▸ TESTO DA LEGGERE:
Business Reengineering. Fare la differenza in mercati fluidi competitivi

business reengineering

Secondo il Centro Studi di Confindustria nel 2011 l’economia crescerà poco, la disoccupazione non si ridurrà e solo dal 2015 si dovrebbe ritornare a livelli pre-crisi.

Il P.I.L. nel 2011 crescerà l’1,1%, molto meno rispetto ad altre economie Emea (per esempio la Germania si dovrebbe attestare al 2%) o dei Brics ( 4,5% Brasile, con Cina e India in testa al 9%). La disoccupazione tornerà a scendere solo nel 2012, dal primo trimestre 2008 al terzo trimestre 2010 il numero occupati in Italia è diminuito di 540.000

Un quadro tutt’altro che positivo, con conseguenze derivanti dalla crisi iniziata nel 2008 di:

  • Deflazione – stop produttivi
  • Calo produzione – diminuzione disponibilità beni/servizi
  • Taglio costi e calo profitti – chiusure, ristrutturazioni e delocalizzazioni aziende
  • Calo occupazione – calo consumi
  • Stretta creditizia – difficoltà accesso a fonti finanziamento
  • Sofferenza nei pagamenti – cash flow negativo e mancanza risorse per la produzione
  • Fallimenti – difficoltà approvvigionamenti rischio per fascia A o tecnologie proprietarie
  • Politiche commerciali aggressive – abbassamento prezzo a scapito qualità e servizio

La sfida imprenditoriale si sposta sul terreno delle nuove idee e come trasformarle in business per essere differenti. Per evitare la tentazione di aumentare il capitale di debito, di subire gli eventi, la mass commoditization ed aumentare il valore degli intagibles (risorse rilevanti a disposizione di una azienda per la sua capacità competitiva ed il stakeholders transfert value).

La capaticà di mettersi in gioco e una visione d’insieme sulla rotta da seguire, è fondamentale per la continuità del business; molte aziende attualmente leader non esistevano o non erano tali 20 anni fa. Si pensi all’impatto della leadership cannibalization su settori esistenti o nuovi (creati da loro) di Amazon, Apple, Brembo, Diesel, Ebay, Facebook, Foxconn, Geox, Google, Mediaset, Ryanair, Starbucks, Tata, Tesla, Virgin, Zara. O agli antipodi micro realtà radicate sul territorio, ma poco conosciute, come Vietnamonamour a Milano (attivo nella ristorazione etnica). Tutte con in comune la capacità imprenditoriale di trasformare bisogni latenti, idee e sogni in solide realtà imprenditoriali (e in Italia avendo superato il terzo anno di attività, acquisendo un maggior Kpi rating di valutazione solvibilità e solidità aziendale in ambito creditizio).

▸ COMPITO DA SVOLGERE:
Trascrivi alla lettera, dal testo sul business reengineering qui sopra, il tratto che va da "Secondo il Centro" fino a "a livelli pre-crisi.".

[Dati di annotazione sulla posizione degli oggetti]
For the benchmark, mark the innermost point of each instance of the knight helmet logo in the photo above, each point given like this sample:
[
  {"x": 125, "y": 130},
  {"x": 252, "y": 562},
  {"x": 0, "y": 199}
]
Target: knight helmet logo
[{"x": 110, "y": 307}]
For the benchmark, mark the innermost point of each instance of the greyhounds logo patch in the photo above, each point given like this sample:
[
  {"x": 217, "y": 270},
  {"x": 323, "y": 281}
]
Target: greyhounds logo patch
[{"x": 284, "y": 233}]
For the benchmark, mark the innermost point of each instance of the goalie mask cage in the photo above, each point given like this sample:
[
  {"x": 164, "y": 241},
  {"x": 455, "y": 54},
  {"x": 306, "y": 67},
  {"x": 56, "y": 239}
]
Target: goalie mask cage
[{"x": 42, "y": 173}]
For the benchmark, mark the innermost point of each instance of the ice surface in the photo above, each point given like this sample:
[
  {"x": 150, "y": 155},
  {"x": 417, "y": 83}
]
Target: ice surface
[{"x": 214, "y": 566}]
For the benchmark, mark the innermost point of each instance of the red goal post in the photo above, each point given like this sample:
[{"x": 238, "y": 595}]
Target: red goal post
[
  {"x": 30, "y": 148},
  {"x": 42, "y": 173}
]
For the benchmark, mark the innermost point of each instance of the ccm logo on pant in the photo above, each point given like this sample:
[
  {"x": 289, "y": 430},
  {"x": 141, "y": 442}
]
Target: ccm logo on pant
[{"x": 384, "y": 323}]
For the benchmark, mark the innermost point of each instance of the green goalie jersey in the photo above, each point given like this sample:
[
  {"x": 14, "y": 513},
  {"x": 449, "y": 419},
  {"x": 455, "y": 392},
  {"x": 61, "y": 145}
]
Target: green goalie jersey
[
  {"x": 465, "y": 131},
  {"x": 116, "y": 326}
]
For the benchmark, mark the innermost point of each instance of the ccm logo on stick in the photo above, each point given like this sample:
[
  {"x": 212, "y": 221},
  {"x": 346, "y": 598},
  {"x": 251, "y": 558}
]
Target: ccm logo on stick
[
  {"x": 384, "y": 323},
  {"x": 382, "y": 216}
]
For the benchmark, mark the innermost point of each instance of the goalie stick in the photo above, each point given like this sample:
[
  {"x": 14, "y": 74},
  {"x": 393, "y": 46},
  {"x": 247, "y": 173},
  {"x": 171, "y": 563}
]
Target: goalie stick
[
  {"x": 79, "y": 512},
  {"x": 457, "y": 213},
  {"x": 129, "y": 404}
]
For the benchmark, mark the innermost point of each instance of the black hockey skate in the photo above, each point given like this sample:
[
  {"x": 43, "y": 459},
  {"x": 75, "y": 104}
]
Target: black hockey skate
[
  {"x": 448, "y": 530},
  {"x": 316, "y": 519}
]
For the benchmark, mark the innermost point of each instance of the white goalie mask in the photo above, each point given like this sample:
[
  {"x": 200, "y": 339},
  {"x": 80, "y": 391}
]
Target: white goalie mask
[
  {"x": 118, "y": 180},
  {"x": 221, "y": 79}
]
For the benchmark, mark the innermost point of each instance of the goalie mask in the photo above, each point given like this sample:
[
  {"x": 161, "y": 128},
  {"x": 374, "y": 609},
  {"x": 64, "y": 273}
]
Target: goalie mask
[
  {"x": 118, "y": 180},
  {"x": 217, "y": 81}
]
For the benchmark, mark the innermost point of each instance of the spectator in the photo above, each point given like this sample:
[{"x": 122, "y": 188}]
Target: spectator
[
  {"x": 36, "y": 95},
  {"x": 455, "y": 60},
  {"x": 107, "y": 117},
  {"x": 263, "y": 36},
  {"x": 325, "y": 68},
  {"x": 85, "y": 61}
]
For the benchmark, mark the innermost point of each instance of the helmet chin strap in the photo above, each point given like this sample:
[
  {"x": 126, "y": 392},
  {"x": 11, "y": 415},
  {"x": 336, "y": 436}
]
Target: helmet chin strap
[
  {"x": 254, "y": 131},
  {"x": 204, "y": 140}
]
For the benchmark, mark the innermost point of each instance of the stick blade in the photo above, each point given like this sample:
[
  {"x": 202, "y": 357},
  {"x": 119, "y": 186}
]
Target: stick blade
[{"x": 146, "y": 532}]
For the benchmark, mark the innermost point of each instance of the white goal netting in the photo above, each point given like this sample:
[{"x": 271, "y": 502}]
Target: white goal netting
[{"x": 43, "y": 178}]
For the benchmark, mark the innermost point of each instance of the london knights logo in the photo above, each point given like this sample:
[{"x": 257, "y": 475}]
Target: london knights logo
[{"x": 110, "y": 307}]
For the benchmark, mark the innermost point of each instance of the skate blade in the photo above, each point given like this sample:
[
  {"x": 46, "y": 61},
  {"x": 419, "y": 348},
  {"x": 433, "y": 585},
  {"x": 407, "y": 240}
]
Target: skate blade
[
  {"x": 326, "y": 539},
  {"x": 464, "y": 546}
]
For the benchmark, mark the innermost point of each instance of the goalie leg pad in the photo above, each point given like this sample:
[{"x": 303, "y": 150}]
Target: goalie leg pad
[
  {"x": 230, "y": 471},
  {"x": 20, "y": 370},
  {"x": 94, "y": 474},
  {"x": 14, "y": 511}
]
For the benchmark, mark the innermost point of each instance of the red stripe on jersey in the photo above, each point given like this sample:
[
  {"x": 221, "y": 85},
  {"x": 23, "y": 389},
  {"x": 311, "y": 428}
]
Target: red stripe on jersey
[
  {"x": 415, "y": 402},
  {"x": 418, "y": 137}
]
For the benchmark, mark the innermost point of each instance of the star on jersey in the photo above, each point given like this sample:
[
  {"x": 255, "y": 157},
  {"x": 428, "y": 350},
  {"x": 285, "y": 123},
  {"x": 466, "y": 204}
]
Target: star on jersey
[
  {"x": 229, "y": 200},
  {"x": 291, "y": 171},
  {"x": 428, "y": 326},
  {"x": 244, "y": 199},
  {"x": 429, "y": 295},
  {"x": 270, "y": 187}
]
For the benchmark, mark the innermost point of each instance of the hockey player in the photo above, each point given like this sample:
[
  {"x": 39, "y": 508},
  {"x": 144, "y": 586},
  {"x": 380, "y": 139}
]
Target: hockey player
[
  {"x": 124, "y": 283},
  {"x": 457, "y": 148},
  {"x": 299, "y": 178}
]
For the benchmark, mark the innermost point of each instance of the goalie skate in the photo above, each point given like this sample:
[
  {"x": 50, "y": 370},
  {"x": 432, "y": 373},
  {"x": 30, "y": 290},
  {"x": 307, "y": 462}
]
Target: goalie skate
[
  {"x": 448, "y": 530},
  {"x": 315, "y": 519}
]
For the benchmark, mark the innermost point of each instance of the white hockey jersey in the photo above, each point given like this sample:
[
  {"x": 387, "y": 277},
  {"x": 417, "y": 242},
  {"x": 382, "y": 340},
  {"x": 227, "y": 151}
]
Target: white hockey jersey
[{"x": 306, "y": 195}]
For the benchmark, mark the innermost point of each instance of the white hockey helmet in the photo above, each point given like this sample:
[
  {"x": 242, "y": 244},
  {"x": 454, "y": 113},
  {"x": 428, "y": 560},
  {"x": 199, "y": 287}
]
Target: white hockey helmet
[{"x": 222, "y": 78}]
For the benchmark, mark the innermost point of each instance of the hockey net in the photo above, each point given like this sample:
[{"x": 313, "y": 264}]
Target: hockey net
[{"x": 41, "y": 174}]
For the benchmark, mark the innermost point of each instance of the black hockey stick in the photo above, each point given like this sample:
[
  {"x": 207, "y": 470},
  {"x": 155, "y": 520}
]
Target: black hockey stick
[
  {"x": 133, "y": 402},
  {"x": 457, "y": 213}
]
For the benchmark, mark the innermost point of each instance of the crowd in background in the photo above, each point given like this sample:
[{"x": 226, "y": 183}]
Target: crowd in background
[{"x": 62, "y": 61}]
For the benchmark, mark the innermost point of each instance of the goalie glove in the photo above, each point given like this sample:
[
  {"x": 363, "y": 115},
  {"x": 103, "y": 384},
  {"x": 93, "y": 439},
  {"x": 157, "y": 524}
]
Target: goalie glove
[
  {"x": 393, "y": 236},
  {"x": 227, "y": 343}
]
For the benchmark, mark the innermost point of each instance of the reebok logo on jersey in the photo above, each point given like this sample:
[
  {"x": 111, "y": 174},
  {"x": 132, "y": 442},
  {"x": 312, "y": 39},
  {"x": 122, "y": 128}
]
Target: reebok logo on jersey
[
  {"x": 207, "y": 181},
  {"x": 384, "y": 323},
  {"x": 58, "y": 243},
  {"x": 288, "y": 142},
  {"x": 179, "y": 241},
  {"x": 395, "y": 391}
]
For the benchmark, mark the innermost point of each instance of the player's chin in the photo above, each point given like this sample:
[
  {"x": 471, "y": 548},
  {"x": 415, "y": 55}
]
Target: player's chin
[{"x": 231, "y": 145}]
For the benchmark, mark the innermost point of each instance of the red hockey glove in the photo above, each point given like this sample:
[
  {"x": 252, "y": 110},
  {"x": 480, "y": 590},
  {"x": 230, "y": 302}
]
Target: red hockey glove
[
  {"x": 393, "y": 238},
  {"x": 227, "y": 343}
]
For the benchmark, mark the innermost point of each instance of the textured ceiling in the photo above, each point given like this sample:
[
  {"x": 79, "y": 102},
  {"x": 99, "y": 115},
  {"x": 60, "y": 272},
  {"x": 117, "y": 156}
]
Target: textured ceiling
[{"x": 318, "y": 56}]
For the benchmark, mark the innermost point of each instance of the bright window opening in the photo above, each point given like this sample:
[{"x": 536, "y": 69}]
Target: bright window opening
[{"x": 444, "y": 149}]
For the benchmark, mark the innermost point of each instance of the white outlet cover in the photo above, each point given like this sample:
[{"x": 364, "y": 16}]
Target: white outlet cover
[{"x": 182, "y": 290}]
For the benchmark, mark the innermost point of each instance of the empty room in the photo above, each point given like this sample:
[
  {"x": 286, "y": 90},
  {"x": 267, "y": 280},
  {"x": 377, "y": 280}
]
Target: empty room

▸ RISPOSTA COMPLETA:
Secondo il Centro Studi di Confindustria nel 2011 l’economia crescerà poco, la disoccupazione non si ridurrà e solo dal 2015 si dovrebbe ritornare a livelli pre-crisi.